• **Exercise tasks**:
• a. Starting at "[0006] FIG. 1" and stopping after "perform desired functions.", copy the HBA caching passage with every "block diagram" renamed "schematic".
• b. Carry on the HBA caching passage, writing what follows its final sentence.

___ Quoted passage

Thus problems arise in how to efficiently allow a host system of
the HBA to have a low latency access to the larger SSD, while
bypassing the storage protocol stack in the host system.
SUMMARY
[0003] Processing of block Input/Output (I/O) requests for a HBA
that includes NVDRAM is performed, in part, by dynamically loading
parts of a larger sized SSD of the HBA into a smaller sized DRAM of
the HBA. The DRAM operates as a low latency, high speed cache for
the SSD and is mapped to host system address space. One embodiment
is an apparatus that includes a host system and a HBA. The host
system includes a host processor and a host memory. The HBA
includes a SSD and DRAM. The DRAM is operable to cache regions of
the SSD. The host processor is operable to identify a block I/O
read request for the SSD, to identify a region of the SSD that
corresponds to the block I/O read request, and to determine if the
region of the SSD is cached in the DRAM of the HBA. The host
processor, responsive to determining that the region of the SSD is
cached in the DRAM of the HBA, is further operable to direct the
HBA to perform a memory copy of a block of data for the block I/O
read request from the cached region of the SSD to the host memory,
and to respond to the block I/O read request for the SSD utilizing
the block of data in the host memory. The host processor,
responsive to determining that the region of the SSD is not cached
by the DRAM of the HBA, is further operable to direct the HBA to
cache the region of the SSD in the DRAM of the HBA, to direct the
HBA to perform a memory copy of the block of data for the block I/O
read request from the cached region of the SSD to the host memory,
and to respond to the block I/O read request for the SSD utilizing
the block of data in the host memory.
[0004] The various embodiments disclosed herein may be implemented
in a variety of ways as a matter of design choice. For example,
some embodiments herein are implemented in hardware whereas other
embodiments may include processes that are operable to construct
and/or operate the hardware. Other exemplary embodiments are
described below.
BRIEF DESCRIPTION OF THE FIGURES
[0005] Some embodiments of the present invention are now described,
by way of example only, and with reference to the accompanying
drawings. The same reference number represents the same element or
the same type of element on all drawings.
[0006] FIG. 1 is a block diagram of a host system employing a HBA
for storage operations in an exemplary embodiment.
[0007] FIG. 2 is flow chart of a method for processing block I/O
read requests for a SSD in an exemplary embodiment.
[0008] FIG. 3 is a flow chart of a method for processing block I/O
write requests for a SSD in an exemplary embodiment.
[0009] FIG. 4 is a block diagram of a host system and a HBA that
utilizes a file system interface to access a SSD in an exemplary
embodiment.
[0010] FIG. 5 is a block diagram of a host system and a HBA that
utilizes a memory mapped interface to access a SSD in an exemplary
embodiment.
[0011] FIG. 6 illustrates an exemplary computer system operable to
execute programmed instructions to perform desired functions.

______
___ Material

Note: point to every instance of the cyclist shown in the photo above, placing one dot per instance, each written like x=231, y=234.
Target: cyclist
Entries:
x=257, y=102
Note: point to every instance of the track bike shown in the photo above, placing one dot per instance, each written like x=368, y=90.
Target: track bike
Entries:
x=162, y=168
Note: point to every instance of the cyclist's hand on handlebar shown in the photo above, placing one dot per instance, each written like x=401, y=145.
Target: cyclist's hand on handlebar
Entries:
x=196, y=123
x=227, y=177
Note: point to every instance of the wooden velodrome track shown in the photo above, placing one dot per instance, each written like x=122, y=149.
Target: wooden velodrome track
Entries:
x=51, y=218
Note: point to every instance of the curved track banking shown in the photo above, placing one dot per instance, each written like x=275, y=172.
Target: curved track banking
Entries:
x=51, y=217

______
___ Material

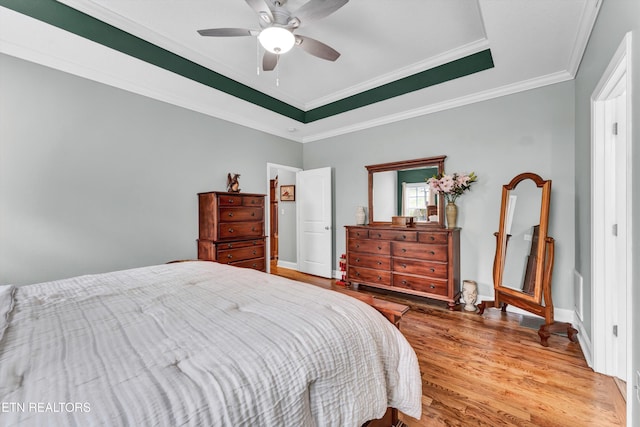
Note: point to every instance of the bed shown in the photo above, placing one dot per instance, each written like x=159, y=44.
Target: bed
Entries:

______

• **Results for the exercise**:
• a.
[0006] FIG. 1 is a schematic of a host system employing a HBA
for storage operations in an exemplary embodiment.
[0007] FIG. 2 is flow chart of a method for processing block I/O
read requests for a SSD in an exemplary embodiment.
[0008] FIG. 3 is a flow chart of a method for processing block I/O
write requests for a SSD in an exemplary embodiment.
[0009] FIG. 4 is a schematic of a host system and a HBA that
utilizes a file system interface to access a SSD in an exemplary
embodiment.
[0010] FIG. 5 is a schematic of a host system and a HBA that
utilizes a memory mapped interface to access a SSD in an exemplary
embodiment.
[0011] FIG. 6 illustrates an exemplary computer system operable to
execute programmed instructions to perform desired functions.

• b.
DETAILED DESCRIPTION OF THE FIGURES
[0012] The figures and the following description illustrate
specific exemplary embodiments of the invention. It will thus be
appreciated that those skilled in the art will be able to devise
various arrangements that, although not explicitly described or
shown herein, embody the principles of the invention and are
included within the scope of the invention. Furthermore, any
examples described herein are intended to aid in understanding the
principles of the invention and are to be construed as being
without limitation to such specifically recited examples and
conditions. As a result, the invention is not limited to the
specific embodiments or examples described below.
[0013] FIG. 1 is a block diagram of a host system 102 employing a
HBA 112 for storage operations in an exemplary embodiment. Host
system 102, as is typical with most processing systems, includes a
central processing unit (CPU) 104, host random access memory (RAM)
106, and local storage 108 (e.g., a local disk drive, SSD, or the
like) that stores an operating system (OS) 110. HBA 112 includes a
DRAM 114 that is backed by an SSD 116. HBA 112 also includes a
controller 118 that is operable to, among other things, direct
storage operations on behalf of HBA 112. Thus, HBA 112 is any
device, system, software, or combination thereof operable to
perform storage operations on behalf of the host system 102. In
some embodiments, HBA 112 includes a Direct Memory Access (DMA)
controller 120, although host system 102 in some embodiments may
also include DMA controller 120. With DMA controller 120 present in
HBA 112 and/or host system 102, CPU 104 is able to set up a memory
transfer utilizing DMA controller 120, which then transfers data
between host RAM 106 and DRAM 114 without further intervention by
CPU 104. DMA may be utilized for larger data transfers between host
RAM 106 and DRAM 114, with CPU 104 utilized for smaller memory
transfers between host RAM 106 and DRAM 114.
[0014] CPU 104 is communicatively coupled to HBA 112 and maps DRAM
114 into an address space of OS 110 to allow applications of OS 110
to directly access cached data of SSD 116. For example, OS 110
comprises applications that are used by the host system 102 to
perform a variety of operations. Some of those applications may be
used to access data stored in SSD 116, which might be cached within
DRAM 114 of HBA 112. And, DRAM 114 is mapped into an address space
of host system 102 and thus any cached data can be directly copied
from DRAM 114 to an application buffer in host RAM 106.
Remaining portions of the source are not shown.